>> START PAGE
[Lustre-discuss] Clients frozen during pressure test

Tue Aug 4 10:43:47 PDT 2009

On Aug 03, 2009  22:10 +0800, Lu Wang wrote:
> 		I am doing pressure test for a new 10-OSS Lustre file system using 70 client node. (each server has 10Gb Ethernet connection, each client has 1Gb Ethernet connection, there are 3 OST on 3 RAID6 volulme for one OSS)
> 		Each time, after about 4 hours, clients began to be frozen one after another. command "lfs check osts" shows that the frozen clients cannot access some OSTs. 
> 		error: check 'testfs-OST0007-osc-c9b82800': Resource temporarily unavailable (11)
> 		error: check 'testfs-OST0008-osc-c9b82800': Resource temporarily unavailable (11)
> 		error: check 'testfs-OST0009-osc-c9b82800': Resource temporarily unavailable (11)
> 
> and  command "lctl ping server" , shows "Input/Out put error"
> 				
>   	 	   However, the servers are not so busy( util% <10)  when clients are frozen. My question is:
> 			1.Why  clients cannot reconnect when servers are not so busy? 
> 			2. I am setting timeout=1000, do I need add timeout to a number larger?
> 			3.Is there any other  variable needed to be tuned under heavy pressure? 
> each server has 10Gb Ethernet connection, each client has 1Gb Ethernet connection. 

Using a timeout of 1000s is not good at all.  That means clients will
wait AT LEAST 1000s (16 minutes!) before even detecting that an RPC
failed.  If you are running Lustre 1.8 you don't even need to set the
timeouts - they are scaled automatically based on the load at the server.

You should check for error messages on the server that might indicate
why it is having a problem.  If all of the clients are reporting the
same OSTs, possibly on the same OSS, then that is a good sign there is
something wrong with that OSS.

Cheers, Andreas
--
Andreas Dilger
Sr. Staff Engineer, Lustre Group
Sun Microsystems of Canada, Inc.
>> END PAGE
>> START STORED RECORDS
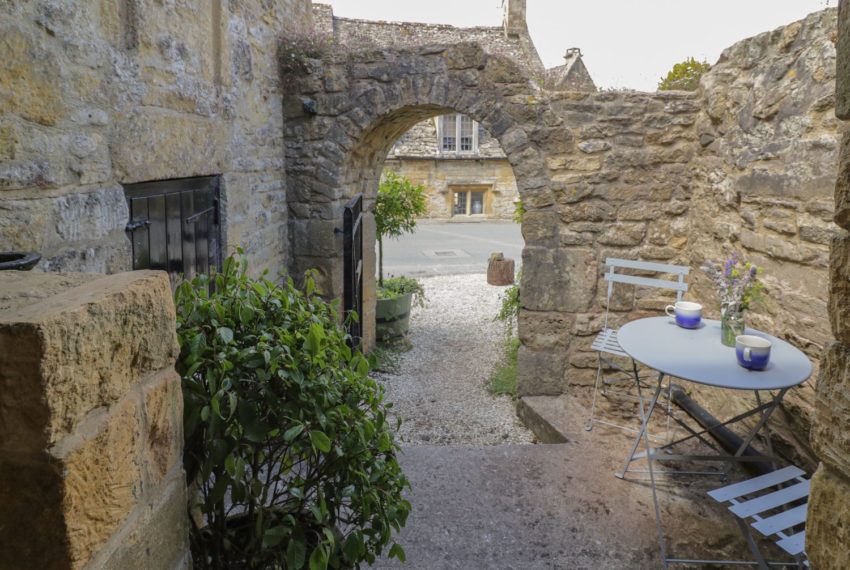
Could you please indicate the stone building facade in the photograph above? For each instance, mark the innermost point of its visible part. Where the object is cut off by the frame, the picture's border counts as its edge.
(746, 163)
(828, 524)
(477, 182)
(97, 95)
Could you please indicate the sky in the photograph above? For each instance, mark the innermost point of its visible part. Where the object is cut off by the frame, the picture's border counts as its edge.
(625, 43)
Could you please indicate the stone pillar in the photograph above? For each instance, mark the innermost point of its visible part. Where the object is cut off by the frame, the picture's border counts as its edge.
(515, 23)
(828, 525)
(91, 431)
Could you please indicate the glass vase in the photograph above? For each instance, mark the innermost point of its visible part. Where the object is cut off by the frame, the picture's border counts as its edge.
(731, 325)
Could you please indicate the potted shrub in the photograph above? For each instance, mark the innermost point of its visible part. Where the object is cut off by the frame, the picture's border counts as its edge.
(398, 203)
(289, 452)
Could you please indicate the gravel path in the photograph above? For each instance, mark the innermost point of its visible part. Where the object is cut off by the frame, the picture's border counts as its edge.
(439, 388)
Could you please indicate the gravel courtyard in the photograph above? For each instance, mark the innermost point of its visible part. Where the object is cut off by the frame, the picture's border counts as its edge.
(439, 388)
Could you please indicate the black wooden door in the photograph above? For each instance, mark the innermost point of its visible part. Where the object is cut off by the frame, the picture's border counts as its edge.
(174, 225)
(352, 297)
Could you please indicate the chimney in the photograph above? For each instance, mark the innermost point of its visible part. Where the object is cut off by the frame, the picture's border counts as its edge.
(514, 17)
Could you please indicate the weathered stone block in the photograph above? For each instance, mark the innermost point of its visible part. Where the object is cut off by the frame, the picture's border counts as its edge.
(547, 330)
(151, 146)
(558, 279)
(839, 287)
(102, 482)
(78, 351)
(842, 184)
(30, 496)
(163, 427)
(831, 430)
(157, 537)
(842, 63)
(623, 234)
(30, 81)
(828, 522)
(540, 372)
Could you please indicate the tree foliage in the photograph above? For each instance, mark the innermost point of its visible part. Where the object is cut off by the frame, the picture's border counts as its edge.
(397, 205)
(288, 444)
(684, 76)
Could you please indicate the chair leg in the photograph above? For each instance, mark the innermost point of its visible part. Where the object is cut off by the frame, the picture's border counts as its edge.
(589, 425)
(751, 543)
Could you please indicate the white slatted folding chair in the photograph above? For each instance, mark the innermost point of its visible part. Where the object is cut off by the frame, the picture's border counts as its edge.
(606, 343)
(775, 505)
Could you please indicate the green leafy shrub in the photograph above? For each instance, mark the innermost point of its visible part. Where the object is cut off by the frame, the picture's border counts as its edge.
(297, 49)
(502, 380)
(397, 204)
(401, 285)
(288, 447)
(509, 309)
(684, 76)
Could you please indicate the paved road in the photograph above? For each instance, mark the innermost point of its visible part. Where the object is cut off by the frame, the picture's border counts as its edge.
(450, 248)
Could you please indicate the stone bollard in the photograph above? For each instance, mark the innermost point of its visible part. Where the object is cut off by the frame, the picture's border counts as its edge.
(500, 271)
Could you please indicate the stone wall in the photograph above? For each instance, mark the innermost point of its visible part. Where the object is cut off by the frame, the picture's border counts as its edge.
(621, 179)
(100, 94)
(764, 187)
(745, 164)
(358, 35)
(415, 155)
(828, 525)
(91, 415)
(441, 177)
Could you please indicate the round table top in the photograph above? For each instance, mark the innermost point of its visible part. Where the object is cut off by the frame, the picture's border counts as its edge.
(699, 356)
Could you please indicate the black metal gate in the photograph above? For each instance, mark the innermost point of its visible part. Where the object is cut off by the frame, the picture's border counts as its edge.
(174, 225)
(352, 296)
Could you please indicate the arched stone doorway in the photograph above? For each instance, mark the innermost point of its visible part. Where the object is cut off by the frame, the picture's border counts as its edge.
(363, 103)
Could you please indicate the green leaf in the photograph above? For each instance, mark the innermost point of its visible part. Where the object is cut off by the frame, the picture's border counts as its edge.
(319, 558)
(296, 552)
(396, 551)
(292, 433)
(225, 334)
(320, 441)
(273, 536)
(353, 547)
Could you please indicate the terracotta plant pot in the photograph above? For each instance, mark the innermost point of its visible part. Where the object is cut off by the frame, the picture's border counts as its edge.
(392, 316)
(18, 260)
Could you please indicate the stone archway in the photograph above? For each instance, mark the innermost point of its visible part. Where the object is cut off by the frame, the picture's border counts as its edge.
(363, 103)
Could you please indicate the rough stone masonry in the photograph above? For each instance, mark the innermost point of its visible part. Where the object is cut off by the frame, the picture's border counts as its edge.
(91, 423)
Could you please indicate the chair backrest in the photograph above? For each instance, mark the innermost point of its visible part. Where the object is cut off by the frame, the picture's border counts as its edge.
(614, 264)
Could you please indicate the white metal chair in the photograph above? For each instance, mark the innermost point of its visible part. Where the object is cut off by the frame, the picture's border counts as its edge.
(774, 504)
(606, 343)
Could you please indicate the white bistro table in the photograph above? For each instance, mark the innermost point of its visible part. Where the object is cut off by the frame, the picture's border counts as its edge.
(697, 355)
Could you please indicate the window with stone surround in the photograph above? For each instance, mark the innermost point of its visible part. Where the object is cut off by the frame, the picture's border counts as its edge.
(470, 201)
(457, 134)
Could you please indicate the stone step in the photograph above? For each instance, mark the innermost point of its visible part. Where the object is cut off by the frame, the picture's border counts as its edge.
(549, 417)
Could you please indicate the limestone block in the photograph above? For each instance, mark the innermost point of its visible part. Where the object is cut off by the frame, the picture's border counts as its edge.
(839, 287)
(540, 372)
(842, 63)
(831, 430)
(842, 185)
(163, 426)
(155, 145)
(561, 280)
(80, 350)
(545, 330)
(539, 228)
(30, 496)
(30, 81)
(157, 537)
(102, 482)
(828, 522)
(623, 234)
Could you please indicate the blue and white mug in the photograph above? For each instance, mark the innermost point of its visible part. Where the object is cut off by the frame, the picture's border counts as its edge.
(753, 352)
(687, 315)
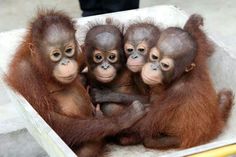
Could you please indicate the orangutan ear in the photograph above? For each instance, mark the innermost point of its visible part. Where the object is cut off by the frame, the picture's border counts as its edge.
(190, 67)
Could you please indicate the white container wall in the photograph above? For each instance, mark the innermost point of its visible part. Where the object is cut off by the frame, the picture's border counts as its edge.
(222, 66)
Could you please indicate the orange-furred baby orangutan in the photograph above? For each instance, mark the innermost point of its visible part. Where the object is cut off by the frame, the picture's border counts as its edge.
(45, 70)
(185, 109)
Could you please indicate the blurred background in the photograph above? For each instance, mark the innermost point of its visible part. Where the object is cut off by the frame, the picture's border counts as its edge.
(220, 22)
(220, 15)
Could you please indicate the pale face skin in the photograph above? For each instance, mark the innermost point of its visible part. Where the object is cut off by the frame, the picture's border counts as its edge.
(61, 51)
(174, 53)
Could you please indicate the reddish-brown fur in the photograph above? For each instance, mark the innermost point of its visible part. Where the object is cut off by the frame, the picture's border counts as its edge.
(31, 76)
(189, 108)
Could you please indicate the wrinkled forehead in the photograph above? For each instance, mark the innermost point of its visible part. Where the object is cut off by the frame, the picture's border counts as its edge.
(175, 44)
(106, 41)
(139, 34)
(58, 34)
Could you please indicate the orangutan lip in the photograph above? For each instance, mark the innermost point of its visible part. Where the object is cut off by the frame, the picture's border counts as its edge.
(69, 77)
(105, 77)
(135, 65)
(147, 78)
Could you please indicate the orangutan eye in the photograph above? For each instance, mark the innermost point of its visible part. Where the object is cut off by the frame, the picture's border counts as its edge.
(141, 49)
(98, 58)
(55, 55)
(112, 57)
(154, 57)
(130, 50)
(167, 64)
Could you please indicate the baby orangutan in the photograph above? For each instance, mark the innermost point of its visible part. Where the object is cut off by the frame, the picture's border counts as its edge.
(185, 109)
(110, 81)
(45, 71)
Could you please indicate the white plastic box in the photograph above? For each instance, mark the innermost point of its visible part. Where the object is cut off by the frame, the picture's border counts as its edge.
(222, 66)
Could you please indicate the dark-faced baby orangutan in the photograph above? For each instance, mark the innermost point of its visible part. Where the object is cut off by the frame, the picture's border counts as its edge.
(45, 70)
(109, 79)
(185, 109)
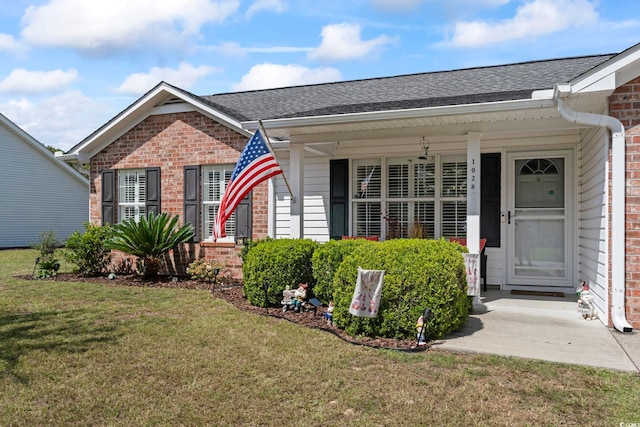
>> END STORED RECORDS
• **DESCRIPTION OF THE TASK**: In the thread, recast the paragraph beginning "Using a timeout of 1000s" as a short bulleted list that keeps its main facts. The records play no part in this work.

• **SOLUTION TO THIS TASK**:
- A timeout of 1000s is not good at all.
- With it, clients wait at least 1000s (16 minutes) before they even detect that an RPC failed.
- On Lustre 1.8, timeouts need not be set, because they scale automatically with the load at the server.